## YOUR ASSIGNMENT:
This exercise calls for the records to be returned exactly, with images removed.

## AVAILABLE RECORDS:
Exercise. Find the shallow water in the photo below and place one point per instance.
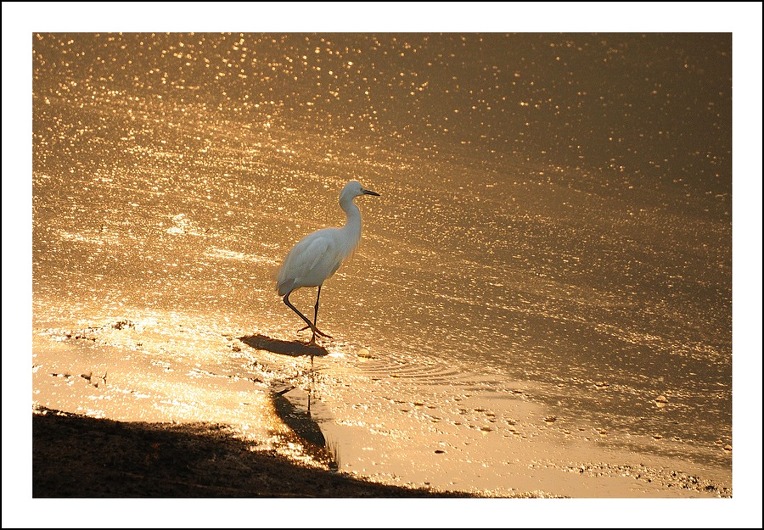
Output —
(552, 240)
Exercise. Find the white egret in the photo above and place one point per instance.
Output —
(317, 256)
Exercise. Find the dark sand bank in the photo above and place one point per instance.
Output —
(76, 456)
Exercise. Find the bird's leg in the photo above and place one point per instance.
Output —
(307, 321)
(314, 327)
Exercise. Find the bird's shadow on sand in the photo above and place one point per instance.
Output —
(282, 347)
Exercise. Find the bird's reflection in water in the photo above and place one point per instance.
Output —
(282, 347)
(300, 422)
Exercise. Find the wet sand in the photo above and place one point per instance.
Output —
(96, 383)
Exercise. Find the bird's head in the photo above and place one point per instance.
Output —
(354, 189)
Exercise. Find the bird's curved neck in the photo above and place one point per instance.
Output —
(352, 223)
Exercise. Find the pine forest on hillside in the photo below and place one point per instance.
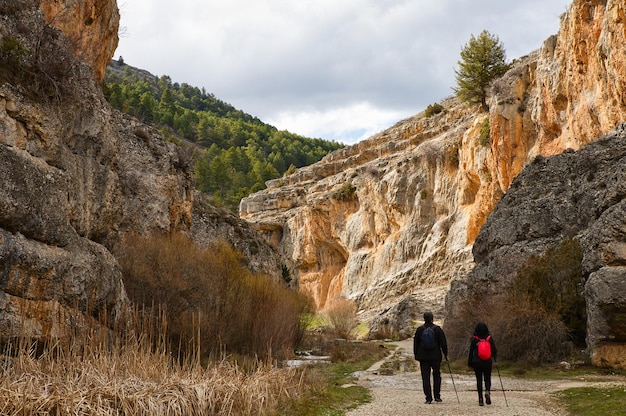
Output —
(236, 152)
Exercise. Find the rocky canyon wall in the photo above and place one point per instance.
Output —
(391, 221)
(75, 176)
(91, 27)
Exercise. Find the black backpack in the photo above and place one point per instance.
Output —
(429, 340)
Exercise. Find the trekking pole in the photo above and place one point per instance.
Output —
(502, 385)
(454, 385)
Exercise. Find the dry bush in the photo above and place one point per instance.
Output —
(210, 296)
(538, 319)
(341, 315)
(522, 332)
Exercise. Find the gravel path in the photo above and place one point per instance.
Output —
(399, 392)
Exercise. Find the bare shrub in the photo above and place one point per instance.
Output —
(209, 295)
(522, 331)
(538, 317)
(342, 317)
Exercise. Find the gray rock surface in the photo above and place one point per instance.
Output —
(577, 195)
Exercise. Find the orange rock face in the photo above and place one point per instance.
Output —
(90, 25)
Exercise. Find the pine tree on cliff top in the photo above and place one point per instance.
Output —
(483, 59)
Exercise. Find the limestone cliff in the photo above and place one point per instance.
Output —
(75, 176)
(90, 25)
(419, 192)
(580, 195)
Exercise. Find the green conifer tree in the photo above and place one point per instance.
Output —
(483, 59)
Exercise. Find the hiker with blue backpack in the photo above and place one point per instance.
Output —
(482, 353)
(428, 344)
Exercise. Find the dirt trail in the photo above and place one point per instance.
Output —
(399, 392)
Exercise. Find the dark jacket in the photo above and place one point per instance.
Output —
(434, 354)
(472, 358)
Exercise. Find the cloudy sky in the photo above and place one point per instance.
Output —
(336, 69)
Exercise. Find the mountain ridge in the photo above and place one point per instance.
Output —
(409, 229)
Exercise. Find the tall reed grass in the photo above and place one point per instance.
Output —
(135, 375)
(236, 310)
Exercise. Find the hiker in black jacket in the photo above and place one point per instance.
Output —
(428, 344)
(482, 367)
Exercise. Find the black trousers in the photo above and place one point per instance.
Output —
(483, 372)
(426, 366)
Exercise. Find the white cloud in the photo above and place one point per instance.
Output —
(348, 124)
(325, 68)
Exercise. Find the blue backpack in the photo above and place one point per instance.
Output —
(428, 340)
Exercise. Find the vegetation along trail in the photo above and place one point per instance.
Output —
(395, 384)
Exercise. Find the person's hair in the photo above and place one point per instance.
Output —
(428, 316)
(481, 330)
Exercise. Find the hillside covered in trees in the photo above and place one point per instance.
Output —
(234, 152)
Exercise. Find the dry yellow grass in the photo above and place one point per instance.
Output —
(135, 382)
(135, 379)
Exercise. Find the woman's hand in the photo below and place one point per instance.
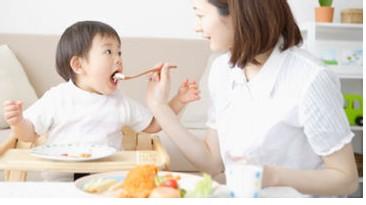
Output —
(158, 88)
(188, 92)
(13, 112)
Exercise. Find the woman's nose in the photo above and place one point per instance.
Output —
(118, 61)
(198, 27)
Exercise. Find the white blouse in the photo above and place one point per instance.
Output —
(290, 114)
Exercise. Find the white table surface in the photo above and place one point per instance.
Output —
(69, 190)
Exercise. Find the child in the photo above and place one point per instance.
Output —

## REPLY TO THE EXERCISE:
Exercise. Find the shallow water in the photo below and place one point per instance.
Output —
(552, 240)
Exercise. Find the white egret in the photo above and place one point per instance.
Output —
(317, 256)
Exercise. Find the dark sand bank in the photo above and place one point per instance.
Output —
(76, 456)
Exercise. Find the bird's leg in the photo above and place one point per instance.
Output —
(307, 321)
(314, 327)
Exercise. Find the bird's shadow on sand in the photo above and place one point per instance.
Output —
(282, 347)
Exercise. Find the bird's reflection in water in the photo above and place one point per instance.
Output —
(282, 347)
(300, 422)
Exercise. Find the wet sand in the photo above and place one point per instance.
Output —
(96, 383)
Exercise. Find the bird's head in the photo above and place one point per instance.
Output —
(354, 189)
Exercise. Find the bird's curved neck in the photo above and place one point per instance.
Output —
(352, 223)
Exercise. Find the pine forest on hillside in the photo below and place one point per instance.
Output —
(236, 152)
Exercise. Find the rocky canyon wall in the photo above and place one point per instance.
Output —
(391, 221)
(75, 176)
(91, 27)
Exercise. Find the black backpack in the photo above and place one point per instance.
Output —
(429, 340)
Exercise. Find the trekking pole in the photo above and place one point per instance.
Output —
(502, 385)
(454, 385)
Exercise. Find the dry bush in the photo above and place one point per instance.
Output —
(210, 296)
(538, 319)
(341, 315)
(522, 332)
Exercise. Find the gravel path in the photo above and place one point per instance.
Output —
(399, 392)
Exercise. Find the bare shrub in the photo above and place one point per instance.
Output —
(209, 295)
(522, 331)
(538, 317)
(342, 317)
Exercise. Find the gray rock surface in the photo above and place one point per instance.
Output —
(577, 195)
Exercise. Find the orange rock face in the photo above and place one point per instance.
Output —
(90, 25)
Exercise. Find the pine tree on cliff top in the photo above and place one point per instance.
Output —
(483, 59)
Exercise. Find the limestone cliff in the photo above and place one point per instance.
Output —
(75, 176)
(90, 25)
(419, 192)
(580, 195)
Exercise. Find the green conifer tree in the photo above and place one point per instance.
Output —
(483, 59)
Exercise. Find the hiker with blue backpack in the photo above and place one point per instance.
Output —
(482, 353)
(428, 344)
Exercise. Find the dirt trail in the photo above and place one point per instance.
Output —
(399, 392)
Exercise. Find the dark jacket in the photo above and place one point per instance.
Output —
(434, 354)
(472, 358)
Exercise. Find the cloudy sky in the photo above and place one point per instance.
Output —
(336, 69)
Exercise. Find the mountain ridge in the photo above and place one point per instance.
Output —
(409, 229)
Exercise. Find the tall reed grass in the photo above and place one point per instance.
Output —
(135, 375)
(236, 310)
Exercise. Find the hiker in black jacket in the photo above and place one point per instance.
Output —
(428, 344)
(482, 367)
Exercise. Find the black trousers in the photo above and place one point per instance.
Output —
(483, 372)
(426, 366)
Exercise. Find the white cloud in the photo above and place one point per instance.
Output —
(348, 124)
(325, 68)
Exercise. Find the blue backpack in the photo above and place one point per instance.
Output —
(428, 340)
Exercise. Find the vegetation along trail in the photo above and place one point per instance.
Output —
(395, 384)
Exercise. Find the person's hair in the photo above and place one point per instance.
Output —
(428, 316)
(481, 330)
Exercise. Find the hillside covered in trees in the photo above and place one point per instance.
Output —
(234, 152)
Exercise. Find the dry yellow grass in the photo above and place one point per instance.
Output —
(135, 382)
(135, 379)
Exercise. Find the woman's hand in the photo below and place one point per instance.
Output —
(158, 88)
(188, 92)
(13, 112)
Exercise. Find the woman's nose in the photo above and place one point per instance.
Output —
(118, 61)
(198, 27)
Exercise. Find the white blouse in the photo above and place one point per instance.
Output —
(290, 114)
Exercise. Find the white table surface in the photo above and place one point per instance.
Output —
(69, 190)
Exercise. Find the child in the photo above and place one point per instance.
Output —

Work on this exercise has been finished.